■ WHAT TO WORK ON ■
Gather every line below that contains the word "order", treating uppercase and lowercase as distinct.

(INFORMATION SUPPLIED Opens)

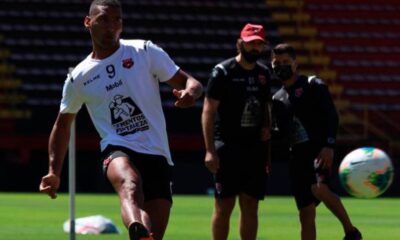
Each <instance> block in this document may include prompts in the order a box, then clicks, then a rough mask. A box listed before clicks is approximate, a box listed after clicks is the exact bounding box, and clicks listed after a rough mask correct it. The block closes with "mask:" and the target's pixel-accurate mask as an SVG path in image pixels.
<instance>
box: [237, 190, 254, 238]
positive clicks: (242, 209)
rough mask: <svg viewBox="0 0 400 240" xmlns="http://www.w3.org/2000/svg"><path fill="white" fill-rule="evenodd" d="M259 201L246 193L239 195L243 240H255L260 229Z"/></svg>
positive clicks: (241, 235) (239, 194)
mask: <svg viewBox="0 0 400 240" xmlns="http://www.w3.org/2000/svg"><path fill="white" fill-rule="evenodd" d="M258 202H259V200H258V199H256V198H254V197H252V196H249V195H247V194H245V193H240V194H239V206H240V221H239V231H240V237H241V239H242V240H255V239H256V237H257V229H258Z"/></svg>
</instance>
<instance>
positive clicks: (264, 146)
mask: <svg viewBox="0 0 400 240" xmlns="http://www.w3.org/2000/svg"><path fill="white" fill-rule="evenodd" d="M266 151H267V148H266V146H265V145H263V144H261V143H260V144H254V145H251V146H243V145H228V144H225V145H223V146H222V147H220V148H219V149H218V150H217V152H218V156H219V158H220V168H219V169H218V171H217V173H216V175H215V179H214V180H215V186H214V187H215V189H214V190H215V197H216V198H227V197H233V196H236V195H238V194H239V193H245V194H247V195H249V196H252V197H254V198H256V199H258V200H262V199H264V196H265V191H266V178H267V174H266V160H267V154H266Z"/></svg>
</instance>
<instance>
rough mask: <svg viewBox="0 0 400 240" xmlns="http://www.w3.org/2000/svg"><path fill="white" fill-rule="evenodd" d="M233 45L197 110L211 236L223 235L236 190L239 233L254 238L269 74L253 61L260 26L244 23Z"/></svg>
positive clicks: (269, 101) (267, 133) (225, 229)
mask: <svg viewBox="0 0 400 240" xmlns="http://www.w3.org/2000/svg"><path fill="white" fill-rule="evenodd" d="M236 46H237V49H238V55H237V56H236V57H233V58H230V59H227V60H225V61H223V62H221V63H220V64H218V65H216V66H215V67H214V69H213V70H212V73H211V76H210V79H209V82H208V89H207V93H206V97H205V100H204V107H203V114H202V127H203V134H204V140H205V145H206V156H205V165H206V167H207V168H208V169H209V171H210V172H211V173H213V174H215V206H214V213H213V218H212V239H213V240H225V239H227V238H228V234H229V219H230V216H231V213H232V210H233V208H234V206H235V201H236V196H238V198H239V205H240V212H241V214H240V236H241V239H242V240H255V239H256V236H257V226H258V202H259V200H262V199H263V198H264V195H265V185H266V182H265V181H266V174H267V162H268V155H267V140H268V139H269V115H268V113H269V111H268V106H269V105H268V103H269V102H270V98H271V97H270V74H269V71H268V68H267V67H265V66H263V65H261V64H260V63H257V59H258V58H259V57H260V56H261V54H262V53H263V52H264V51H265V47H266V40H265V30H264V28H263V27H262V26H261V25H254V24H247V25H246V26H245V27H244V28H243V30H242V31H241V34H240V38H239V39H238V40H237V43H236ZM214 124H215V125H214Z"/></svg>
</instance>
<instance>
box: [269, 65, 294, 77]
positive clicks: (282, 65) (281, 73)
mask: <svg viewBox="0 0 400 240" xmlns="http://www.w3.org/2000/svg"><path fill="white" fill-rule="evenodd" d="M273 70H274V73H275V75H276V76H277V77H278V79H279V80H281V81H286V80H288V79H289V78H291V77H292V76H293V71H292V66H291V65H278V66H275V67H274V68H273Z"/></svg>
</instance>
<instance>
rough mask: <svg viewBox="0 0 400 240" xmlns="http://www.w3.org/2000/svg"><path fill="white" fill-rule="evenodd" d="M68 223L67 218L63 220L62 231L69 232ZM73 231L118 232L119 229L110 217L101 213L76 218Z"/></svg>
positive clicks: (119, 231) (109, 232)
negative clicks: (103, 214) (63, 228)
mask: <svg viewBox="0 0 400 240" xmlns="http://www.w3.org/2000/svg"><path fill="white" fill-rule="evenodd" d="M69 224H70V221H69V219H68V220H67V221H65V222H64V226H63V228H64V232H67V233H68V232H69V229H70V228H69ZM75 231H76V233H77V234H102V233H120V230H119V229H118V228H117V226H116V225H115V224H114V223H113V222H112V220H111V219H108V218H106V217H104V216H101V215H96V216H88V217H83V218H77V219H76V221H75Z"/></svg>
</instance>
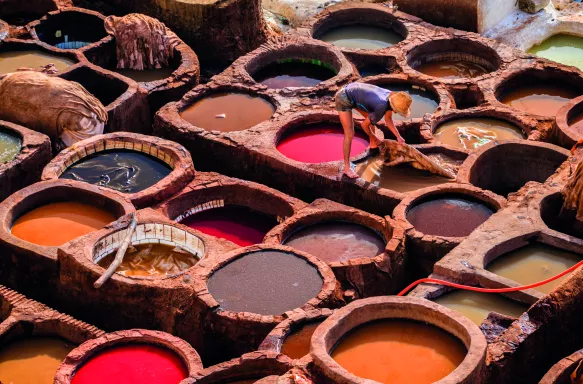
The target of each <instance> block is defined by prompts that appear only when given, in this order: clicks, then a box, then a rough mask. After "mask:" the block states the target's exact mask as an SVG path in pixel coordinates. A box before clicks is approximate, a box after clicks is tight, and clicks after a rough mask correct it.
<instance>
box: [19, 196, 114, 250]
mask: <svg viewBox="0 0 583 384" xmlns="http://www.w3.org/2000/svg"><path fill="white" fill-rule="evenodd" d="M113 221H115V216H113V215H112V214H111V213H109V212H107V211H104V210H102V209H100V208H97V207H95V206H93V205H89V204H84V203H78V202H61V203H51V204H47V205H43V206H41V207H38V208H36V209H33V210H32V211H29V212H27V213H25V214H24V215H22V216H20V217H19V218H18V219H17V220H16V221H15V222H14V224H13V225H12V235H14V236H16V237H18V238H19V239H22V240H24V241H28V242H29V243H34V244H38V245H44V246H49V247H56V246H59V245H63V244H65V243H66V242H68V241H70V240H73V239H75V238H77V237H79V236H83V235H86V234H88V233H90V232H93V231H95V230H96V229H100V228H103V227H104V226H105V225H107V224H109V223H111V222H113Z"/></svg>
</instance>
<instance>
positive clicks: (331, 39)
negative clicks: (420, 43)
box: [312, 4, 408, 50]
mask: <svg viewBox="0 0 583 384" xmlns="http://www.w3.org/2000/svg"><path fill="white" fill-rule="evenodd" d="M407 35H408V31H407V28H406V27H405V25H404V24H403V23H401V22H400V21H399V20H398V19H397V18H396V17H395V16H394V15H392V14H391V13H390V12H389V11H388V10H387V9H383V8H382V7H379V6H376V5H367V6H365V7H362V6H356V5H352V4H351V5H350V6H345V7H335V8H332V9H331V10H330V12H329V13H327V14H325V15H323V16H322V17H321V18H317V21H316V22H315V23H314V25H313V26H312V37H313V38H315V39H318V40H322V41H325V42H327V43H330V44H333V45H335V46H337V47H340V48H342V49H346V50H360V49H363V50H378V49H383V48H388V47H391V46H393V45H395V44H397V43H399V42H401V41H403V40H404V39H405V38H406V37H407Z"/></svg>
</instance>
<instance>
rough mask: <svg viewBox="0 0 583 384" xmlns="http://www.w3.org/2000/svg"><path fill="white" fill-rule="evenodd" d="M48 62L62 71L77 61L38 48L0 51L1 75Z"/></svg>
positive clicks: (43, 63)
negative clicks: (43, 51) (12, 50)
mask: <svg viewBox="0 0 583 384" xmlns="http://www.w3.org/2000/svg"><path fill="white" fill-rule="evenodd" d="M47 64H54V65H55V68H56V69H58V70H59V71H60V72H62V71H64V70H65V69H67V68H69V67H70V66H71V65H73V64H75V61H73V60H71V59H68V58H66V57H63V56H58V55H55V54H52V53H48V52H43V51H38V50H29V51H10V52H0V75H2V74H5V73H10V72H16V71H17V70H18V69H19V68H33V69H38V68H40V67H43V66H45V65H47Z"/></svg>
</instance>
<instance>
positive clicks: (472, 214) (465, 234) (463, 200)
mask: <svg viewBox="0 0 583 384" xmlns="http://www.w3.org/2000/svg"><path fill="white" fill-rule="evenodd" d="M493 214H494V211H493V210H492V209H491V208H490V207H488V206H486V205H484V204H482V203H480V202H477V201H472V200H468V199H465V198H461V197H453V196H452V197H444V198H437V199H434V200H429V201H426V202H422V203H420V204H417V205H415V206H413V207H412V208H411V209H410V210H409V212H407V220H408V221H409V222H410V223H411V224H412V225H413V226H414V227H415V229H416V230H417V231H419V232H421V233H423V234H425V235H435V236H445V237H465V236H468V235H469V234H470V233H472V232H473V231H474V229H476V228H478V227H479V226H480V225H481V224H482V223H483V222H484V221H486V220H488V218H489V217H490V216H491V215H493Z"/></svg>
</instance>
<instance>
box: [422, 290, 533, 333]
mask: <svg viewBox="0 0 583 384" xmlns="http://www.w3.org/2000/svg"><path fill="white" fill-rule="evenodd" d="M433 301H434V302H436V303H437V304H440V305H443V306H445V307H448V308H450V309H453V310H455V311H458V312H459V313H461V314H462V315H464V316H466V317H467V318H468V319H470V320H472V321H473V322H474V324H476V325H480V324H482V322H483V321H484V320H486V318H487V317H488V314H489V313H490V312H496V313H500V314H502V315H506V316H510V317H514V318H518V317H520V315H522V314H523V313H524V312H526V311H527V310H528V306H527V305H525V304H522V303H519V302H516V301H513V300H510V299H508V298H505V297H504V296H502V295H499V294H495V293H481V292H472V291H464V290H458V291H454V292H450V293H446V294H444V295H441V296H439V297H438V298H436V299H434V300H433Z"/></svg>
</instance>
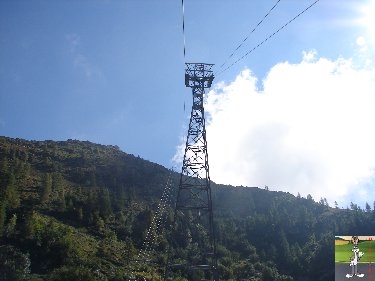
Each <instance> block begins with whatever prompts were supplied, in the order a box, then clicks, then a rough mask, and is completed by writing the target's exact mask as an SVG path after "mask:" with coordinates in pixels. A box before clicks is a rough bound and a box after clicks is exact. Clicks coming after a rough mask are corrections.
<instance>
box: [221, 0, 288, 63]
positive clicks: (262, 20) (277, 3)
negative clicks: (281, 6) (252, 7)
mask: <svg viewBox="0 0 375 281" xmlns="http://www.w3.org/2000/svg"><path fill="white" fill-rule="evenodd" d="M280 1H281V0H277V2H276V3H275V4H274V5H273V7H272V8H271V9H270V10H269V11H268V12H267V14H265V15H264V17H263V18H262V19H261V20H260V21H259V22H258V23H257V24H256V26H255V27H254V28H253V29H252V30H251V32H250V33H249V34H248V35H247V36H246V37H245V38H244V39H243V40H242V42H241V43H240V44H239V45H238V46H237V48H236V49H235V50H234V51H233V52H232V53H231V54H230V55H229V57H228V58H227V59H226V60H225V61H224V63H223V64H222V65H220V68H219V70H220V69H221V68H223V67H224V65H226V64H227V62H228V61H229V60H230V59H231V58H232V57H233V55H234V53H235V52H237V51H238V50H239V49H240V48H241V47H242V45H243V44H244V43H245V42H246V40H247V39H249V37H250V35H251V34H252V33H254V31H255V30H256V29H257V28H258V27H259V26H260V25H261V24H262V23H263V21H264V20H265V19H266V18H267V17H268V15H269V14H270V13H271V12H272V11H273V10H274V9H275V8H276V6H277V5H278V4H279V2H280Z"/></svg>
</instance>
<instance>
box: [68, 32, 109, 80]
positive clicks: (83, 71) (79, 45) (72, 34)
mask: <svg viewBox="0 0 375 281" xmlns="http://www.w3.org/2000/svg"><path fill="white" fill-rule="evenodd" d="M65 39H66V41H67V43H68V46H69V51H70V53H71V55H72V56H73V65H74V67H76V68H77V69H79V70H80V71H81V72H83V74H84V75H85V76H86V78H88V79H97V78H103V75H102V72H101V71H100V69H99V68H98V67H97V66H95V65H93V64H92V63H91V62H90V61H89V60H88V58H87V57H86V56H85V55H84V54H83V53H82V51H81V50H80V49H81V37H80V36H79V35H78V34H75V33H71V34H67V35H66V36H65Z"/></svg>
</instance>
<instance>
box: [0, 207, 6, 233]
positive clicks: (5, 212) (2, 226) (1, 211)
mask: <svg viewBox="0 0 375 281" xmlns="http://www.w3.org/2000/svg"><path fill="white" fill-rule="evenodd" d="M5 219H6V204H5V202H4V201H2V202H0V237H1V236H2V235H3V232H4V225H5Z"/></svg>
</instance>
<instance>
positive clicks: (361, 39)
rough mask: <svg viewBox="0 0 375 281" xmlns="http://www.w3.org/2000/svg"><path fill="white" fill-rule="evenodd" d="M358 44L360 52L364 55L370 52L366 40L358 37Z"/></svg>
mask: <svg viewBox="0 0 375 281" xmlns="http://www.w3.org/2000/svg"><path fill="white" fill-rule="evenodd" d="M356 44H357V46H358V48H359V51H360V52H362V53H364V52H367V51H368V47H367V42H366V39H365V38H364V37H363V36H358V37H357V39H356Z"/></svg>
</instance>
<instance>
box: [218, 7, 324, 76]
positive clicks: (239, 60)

(INFORMATION SUPPLIED Closes)

■ SOLUTION ■
Each <instance> block in this document may include prompts in the order a box, then clicks, then a rough mask. A box listed before clicks is approximate, a box listed after clicks is the exact bounding box, and clicks listed after a rough mask correct it. The block closes with "mask:" and the target's pixel-accurate mask as an SVG path in image pixels.
The target of each <instance> block is defined by prompts that appear only when given, in this order: clicks, then a box, then a rough mask. After "mask:" the block states the target's exact mask as an SVG path in pixel coordinates. A box before clicks is approximate, a box after clicks is tight, and clicks after a rough mask correct it.
Each <instance> block begins with whatever prompts were supplied, in the order a box, then clicks, then a rough mask, and is completed by writing the target's exact mask as an SVG path after "mask:" with coordinates in pixels. A box before clicks is a rough bound and a box after clicks is exact. Clicks coming after a rough mask are corrections.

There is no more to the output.